# Work instructions
Find the string "handbag" in the entries and copy each line that has it.

Segment Start: Data records

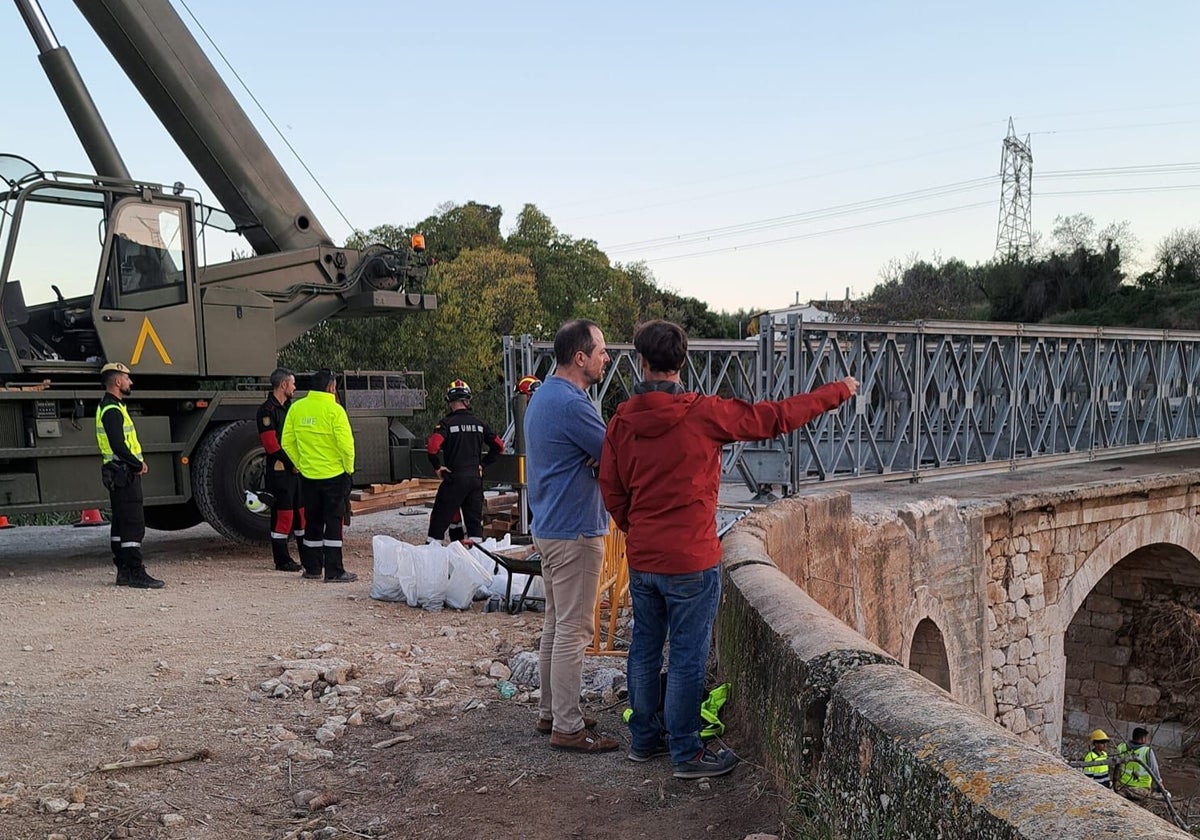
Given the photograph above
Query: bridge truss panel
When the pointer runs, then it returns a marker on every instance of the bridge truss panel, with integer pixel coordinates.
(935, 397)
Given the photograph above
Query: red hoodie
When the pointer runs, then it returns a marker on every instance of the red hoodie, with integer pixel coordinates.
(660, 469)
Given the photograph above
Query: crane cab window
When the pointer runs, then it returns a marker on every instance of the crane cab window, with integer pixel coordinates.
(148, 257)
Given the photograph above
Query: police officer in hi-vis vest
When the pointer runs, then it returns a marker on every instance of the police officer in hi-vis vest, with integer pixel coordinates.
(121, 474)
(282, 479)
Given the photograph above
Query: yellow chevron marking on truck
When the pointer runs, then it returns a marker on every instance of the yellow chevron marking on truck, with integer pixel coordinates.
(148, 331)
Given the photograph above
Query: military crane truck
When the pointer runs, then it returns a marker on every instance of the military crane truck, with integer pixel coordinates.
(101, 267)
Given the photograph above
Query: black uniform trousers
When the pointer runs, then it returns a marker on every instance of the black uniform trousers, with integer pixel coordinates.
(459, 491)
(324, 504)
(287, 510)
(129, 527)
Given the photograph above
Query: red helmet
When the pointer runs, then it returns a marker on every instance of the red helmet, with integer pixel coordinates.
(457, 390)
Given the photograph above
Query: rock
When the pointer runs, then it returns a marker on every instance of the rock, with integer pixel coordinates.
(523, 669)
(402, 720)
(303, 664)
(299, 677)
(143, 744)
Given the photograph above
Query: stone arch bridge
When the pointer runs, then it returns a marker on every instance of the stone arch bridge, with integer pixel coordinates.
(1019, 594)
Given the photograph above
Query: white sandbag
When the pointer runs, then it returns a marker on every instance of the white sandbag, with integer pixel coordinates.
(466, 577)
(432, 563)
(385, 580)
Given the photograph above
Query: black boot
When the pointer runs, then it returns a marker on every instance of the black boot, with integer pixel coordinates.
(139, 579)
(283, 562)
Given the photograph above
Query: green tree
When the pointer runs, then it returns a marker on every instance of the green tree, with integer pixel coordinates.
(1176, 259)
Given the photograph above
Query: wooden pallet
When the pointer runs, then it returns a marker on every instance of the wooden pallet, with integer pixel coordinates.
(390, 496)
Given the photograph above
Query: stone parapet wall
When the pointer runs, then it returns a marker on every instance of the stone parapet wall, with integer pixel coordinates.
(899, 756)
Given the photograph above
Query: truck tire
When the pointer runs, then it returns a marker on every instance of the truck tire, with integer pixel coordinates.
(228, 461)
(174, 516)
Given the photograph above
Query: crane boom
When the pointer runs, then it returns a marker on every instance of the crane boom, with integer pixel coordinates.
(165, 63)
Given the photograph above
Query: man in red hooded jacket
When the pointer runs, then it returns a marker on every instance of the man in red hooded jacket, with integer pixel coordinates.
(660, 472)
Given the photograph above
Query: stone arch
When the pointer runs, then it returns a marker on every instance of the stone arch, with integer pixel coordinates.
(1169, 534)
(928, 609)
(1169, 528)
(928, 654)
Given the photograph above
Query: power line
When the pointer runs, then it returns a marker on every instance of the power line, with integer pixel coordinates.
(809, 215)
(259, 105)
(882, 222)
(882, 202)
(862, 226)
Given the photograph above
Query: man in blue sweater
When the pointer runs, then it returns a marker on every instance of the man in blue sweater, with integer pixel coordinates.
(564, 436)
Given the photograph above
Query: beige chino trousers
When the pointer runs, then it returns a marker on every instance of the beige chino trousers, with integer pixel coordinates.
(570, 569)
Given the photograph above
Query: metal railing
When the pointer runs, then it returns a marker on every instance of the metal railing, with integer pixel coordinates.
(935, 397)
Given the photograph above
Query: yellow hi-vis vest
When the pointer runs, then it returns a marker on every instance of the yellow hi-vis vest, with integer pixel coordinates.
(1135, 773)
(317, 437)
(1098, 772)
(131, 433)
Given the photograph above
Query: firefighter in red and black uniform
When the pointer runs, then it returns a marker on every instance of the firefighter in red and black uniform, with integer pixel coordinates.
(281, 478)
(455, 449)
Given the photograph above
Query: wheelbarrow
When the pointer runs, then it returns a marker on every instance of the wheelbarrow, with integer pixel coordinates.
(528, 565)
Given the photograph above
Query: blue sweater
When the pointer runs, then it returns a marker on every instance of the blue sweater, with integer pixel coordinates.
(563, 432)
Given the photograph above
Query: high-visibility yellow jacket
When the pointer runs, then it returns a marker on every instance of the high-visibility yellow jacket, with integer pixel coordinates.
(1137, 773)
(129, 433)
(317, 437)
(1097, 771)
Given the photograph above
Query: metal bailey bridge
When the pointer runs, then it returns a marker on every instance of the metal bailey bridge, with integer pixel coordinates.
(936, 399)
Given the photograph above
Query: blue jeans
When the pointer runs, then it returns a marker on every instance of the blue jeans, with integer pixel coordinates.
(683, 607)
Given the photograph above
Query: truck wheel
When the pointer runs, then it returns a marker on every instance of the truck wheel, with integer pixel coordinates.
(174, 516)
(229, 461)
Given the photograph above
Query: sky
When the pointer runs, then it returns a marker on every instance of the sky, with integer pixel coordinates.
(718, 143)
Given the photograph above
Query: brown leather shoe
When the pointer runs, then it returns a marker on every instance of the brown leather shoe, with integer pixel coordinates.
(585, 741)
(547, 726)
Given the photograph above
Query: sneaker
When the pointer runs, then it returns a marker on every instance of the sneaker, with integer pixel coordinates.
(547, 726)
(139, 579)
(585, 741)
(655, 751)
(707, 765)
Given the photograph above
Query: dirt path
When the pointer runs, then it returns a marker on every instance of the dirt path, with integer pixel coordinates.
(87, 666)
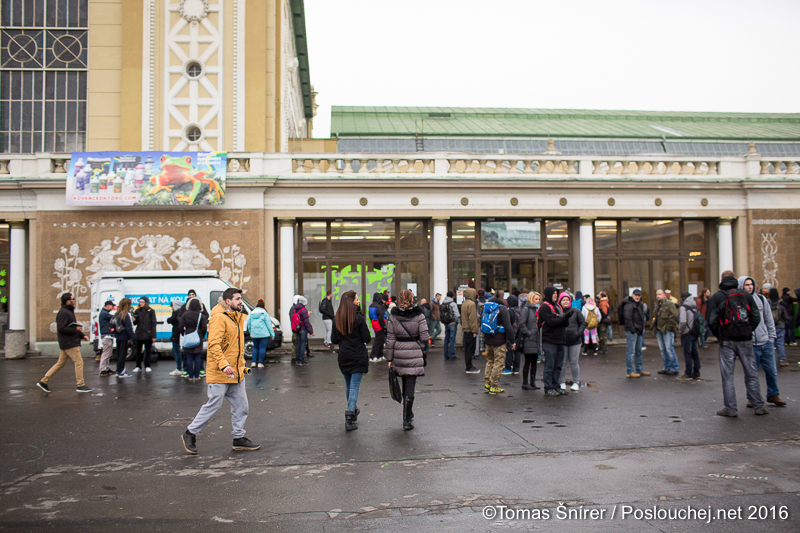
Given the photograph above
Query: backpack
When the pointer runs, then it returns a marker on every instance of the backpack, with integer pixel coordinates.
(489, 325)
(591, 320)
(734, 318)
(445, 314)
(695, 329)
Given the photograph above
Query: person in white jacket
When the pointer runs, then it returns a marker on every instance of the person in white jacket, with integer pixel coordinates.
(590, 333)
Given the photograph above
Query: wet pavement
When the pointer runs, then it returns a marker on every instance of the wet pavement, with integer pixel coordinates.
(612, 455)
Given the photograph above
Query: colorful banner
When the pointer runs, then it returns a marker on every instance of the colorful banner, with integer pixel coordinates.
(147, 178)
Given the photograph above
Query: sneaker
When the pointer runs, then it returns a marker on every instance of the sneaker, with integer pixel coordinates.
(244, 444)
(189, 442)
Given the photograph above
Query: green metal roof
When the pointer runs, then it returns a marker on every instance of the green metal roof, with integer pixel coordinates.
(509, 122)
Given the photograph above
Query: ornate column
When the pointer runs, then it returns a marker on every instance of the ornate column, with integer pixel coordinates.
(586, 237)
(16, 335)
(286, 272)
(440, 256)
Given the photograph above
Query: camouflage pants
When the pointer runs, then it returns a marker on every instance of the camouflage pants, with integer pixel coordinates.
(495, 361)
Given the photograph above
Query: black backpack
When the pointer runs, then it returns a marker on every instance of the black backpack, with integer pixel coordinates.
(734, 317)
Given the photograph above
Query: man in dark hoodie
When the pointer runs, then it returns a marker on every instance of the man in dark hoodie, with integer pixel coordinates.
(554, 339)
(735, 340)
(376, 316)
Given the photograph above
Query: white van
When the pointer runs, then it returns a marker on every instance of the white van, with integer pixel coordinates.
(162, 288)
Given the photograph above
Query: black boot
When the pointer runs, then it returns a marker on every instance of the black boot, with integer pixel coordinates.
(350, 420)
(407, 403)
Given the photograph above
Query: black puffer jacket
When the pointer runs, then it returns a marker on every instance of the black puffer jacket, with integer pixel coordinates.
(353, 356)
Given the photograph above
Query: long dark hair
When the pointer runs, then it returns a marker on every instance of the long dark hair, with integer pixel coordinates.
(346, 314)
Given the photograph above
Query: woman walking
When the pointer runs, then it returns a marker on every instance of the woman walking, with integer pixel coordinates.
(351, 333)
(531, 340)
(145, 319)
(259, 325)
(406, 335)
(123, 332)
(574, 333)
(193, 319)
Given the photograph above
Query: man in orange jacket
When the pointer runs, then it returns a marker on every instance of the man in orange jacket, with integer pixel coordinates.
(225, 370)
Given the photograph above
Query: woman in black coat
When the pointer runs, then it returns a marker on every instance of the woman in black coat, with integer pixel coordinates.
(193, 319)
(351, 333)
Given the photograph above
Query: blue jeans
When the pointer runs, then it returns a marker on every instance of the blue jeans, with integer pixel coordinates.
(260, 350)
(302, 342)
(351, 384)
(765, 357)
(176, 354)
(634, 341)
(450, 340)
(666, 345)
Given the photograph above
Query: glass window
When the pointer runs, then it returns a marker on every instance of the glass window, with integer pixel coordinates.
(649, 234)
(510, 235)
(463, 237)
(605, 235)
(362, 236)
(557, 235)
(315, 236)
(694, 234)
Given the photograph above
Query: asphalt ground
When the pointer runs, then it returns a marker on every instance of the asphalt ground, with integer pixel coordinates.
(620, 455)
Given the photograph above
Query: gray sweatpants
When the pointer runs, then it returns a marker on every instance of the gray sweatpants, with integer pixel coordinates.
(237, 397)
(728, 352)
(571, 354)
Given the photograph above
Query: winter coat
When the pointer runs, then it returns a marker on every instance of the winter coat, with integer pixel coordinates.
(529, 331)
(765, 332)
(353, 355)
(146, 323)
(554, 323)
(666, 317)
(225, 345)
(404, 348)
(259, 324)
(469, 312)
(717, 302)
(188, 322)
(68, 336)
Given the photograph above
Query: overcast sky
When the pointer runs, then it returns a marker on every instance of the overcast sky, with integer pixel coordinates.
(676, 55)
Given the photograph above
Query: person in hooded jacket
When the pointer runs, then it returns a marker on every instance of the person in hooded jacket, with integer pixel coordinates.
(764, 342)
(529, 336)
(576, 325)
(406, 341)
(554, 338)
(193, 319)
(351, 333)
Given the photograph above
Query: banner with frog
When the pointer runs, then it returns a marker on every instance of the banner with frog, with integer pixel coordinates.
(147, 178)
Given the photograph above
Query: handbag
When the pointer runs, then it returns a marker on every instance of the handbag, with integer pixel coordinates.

Segment End: Data records

# Task result
Query: handbag
When the pointer runs, then it returns a marker on every instance of the handbag, with integer pixel coordinates.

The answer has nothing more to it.